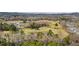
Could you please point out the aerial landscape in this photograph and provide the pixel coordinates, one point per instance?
(39, 29)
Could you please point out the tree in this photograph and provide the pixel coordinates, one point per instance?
(50, 33)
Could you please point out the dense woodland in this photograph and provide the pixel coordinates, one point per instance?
(34, 30)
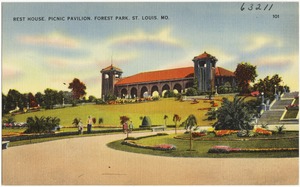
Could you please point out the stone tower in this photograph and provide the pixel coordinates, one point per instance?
(110, 75)
(204, 72)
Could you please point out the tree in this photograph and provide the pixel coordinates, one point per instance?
(245, 73)
(234, 115)
(4, 103)
(13, 100)
(50, 98)
(190, 123)
(92, 98)
(40, 98)
(77, 88)
(269, 86)
(32, 100)
(176, 119)
(41, 124)
(124, 120)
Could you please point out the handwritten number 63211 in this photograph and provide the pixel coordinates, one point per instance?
(258, 7)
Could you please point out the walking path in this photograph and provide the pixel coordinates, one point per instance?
(88, 161)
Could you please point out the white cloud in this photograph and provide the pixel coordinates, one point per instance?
(256, 42)
(162, 37)
(52, 39)
(285, 65)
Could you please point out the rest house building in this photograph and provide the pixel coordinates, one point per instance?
(204, 74)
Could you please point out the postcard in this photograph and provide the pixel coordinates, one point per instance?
(150, 93)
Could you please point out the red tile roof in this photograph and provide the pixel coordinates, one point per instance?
(170, 74)
(204, 55)
(111, 67)
(152, 76)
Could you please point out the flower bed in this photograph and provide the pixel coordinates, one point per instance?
(227, 149)
(198, 134)
(262, 131)
(223, 149)
(161, 147)
(225, 132)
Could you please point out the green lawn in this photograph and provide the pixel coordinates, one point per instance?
(111, 113)
(202, 146)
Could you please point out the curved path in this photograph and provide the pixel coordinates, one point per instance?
(86, 161)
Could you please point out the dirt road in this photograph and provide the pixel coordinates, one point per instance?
(86, 161)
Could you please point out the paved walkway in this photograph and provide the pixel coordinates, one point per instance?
(88, 161)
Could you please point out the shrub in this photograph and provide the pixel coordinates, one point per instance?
(191, 92)
(42, 124)
(146, 122)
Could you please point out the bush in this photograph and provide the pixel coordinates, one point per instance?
(42, 124)
(191, 92)
(146, 122)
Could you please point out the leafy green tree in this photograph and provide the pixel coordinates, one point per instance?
(234, 115)
(92, 98)
(191, 92)
(245, 73)
(190, 123)
(40, 98)
(13, 100)
(50, 98)
(77, 88)
(269, 86)
(4, 103)
(32, 100)
(176, 119)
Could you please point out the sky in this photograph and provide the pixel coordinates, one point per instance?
(44, 45)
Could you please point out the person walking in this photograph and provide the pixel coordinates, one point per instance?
(130, 127)
(89, 126)
(80, 127)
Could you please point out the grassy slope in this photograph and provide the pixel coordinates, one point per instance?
(111, 113)
(201, 147)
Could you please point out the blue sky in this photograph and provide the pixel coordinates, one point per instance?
(45, 54)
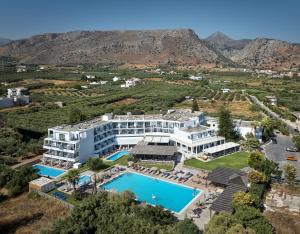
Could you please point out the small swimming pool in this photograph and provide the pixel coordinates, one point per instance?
(117, 155)
(153, 191)
(48, 171)
(84, 179)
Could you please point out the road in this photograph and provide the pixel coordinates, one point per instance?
(291, 126)
(277, 152)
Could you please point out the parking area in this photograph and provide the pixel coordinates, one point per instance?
(277, 152)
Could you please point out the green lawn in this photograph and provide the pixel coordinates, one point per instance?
(166, 166)
(236, 161)
(69, 198)
(121, 161)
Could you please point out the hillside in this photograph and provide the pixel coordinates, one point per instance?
(225, 44)
(269, 53)
(180, 46)
(257, 53)
(4, 41)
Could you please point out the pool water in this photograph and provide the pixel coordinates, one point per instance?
(84, 179)
(154, 191)
(117, 155)
(48, 171)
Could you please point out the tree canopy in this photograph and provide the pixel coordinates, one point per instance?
(119, 213)
(226, 126)
(290, 173)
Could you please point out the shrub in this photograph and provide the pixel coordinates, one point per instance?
(95, 164)
(33, 195)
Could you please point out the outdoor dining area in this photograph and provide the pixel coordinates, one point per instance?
(204, 204)
(180, 176)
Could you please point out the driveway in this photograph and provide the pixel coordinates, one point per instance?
(277, 152)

GOAL OF THE EXERCISE: From the listing above, print every entry precisely and drop the pictures.

TASK RESULT:
Could you please point out the aerial landscape in this photograph and provide the pixel coordinates, one point per instance?
(39, 29)
Could you please point out the tree in this photograph and provide the pixel coordinates, one point per instance?
(50, 33)
Could you please point out the dense woodland in this photograph and provide the pixel coordinates, one point per instance?
(34, 30)
Could you please point out the stone tower in this photograph and provide the pixel coordinates, one point per instance?
(110, 75)
(204, 72)
Could you please point out the tree in this photograph and provide the pixel coordinates, one point per instance?
(245, 73)
(234, 115)
(4, 103)
(13, 100)
(50, 98)
(190, 123)
(92, 98)
(40, 98)
(77, 88)
(269, 86)
(32, 100)
(176, 119)
(41, 124)
(124, 120)
Could you please point out the handwritten number 63211 in this photograph and provide the pixel coordinates, one point per instance?
(258, 7)
Could you please point out the walking path in this photograph and provide the pixel coordinates, one point per instance?
(88, 161)
Could you please point out the white cloud in this photograph and provide the pixel coordinates, one point per instance?
(256, 42)
(162, 37)
(52, 39)
(285, 65)
Could you please point out the rest house building in this photograph and provide the pixel coordinates, one point per instance?
(204, 74)
Could you please point out the postcard in this photograph and provide the pixel coordinates, one point per instance?
(150, 93)
Could you please point out the red tile roof in this photograph and provide the pixel coordinates, one point per instance?
(170, 74)
(204, 55)
(111, 67)
(152, 76)
Could you please point out the flower bed in this photograph and provide the pixel coordinates, one point per instance?
(227, 149)
(198, 134)
(262, 131)
(223, 149)
(161, 147)
(225, 132)
Could you please point out the green lawn in this photograph and provide the pixel coordinates, one point per instance?
(111, 113)
(202, 146)
Could you please point out the curved path in this photograph and provide the pixel coordinates, one point per instance?
(86, 161)
Could you please point out the dirt road in this photograph and provide the pixel coordinates, one point per instance?
(86, 161)
Could you please point out the paved walkway in this photograph and provide the pixel coordinates, one point per instance?
(88, 161)
Could you please point out the shrub in this photograph and provide the pixel coordinates, one point per instance?
(191, 92)
(42, 124)
(146, 122)
Could you please point out the bush in this photograph and provide the pixel coordinates, one point per instance?
(42, 124)
(191, 92)
(146, 122)
Could you please point out the leafy green tree in this photograph and provide the pixel coordinates, one point per instance?
(234, 115)
(92, 98)
(191, 92)
(245, 73)
(190, 123)
(40, 98)
(13, 100)
(50, 98)
(77, 88)
(269, 86)
(4, 103)
(32, 100)
(176, 119)
Could you please point out the sky in this photograph and provide the pixel coordinates, one point per instance?
(44, 45)
Could you please point out the person walking in this photograph and provide the pixel coordinates, one point per instance?
(130, 127)
(89, 126)
(80, 127)
Could you please point out the grassy slope in this photograph and provide the pixel coordinates, one point per instance?
(111, 113)
(201, 147)
Could you please point out the blue sky in this photograph and provide the pixel coordinates, one point per instance?
(45, 54)
Could you please point out the small swimming pool in this photograph and provide the pixel coordinates, one point per instance?
(117, 155)
(153, 191)
(48, 171)
(84, 179)
Could you please point out the road in this photograph and provide the pixel coordinates, one point per instance?
(291, 126)
(277, 152)
Could you please point out the parking area in this photograph and provide the pixel coordinates, one point per instance?
(277, 152)
Could you please point out the green lawn in this photograph and provide the pixel coordinates, one point per instance?
(166, 166)
(236, 161)
(69, 198)
(121, 161)
Could you please point out the hillside in this photograph and provide the pixel coordinates, one point per instance?
(225, 44)
(269, 53)
(180, 46)
(257, 53)
(4, 41)
Could you please point out the pool water in this photograph and provide the pixel coordinates, one point per instance?
(84, 179)
(154, 191)
(117, 155)
(48, 171)
Could you please point out the tree canopy in this photograph and provide the pixel coordinates, one point per instance?
(119, 213)
(226, 126)
(290, 173)
Could you please point out the shrub in this photograph and provide the pixel coordinates, one point per instance?
(95, 164)
(33, 195)
Could you please point out the outdoor dining area in this photograph and provide the pixel coordinates, one point per instance?
(204, 204)
(180, 176)
Could you please point out the driveway in this photograph and provide the pixel coordinates, one point per instance?
(277, 152)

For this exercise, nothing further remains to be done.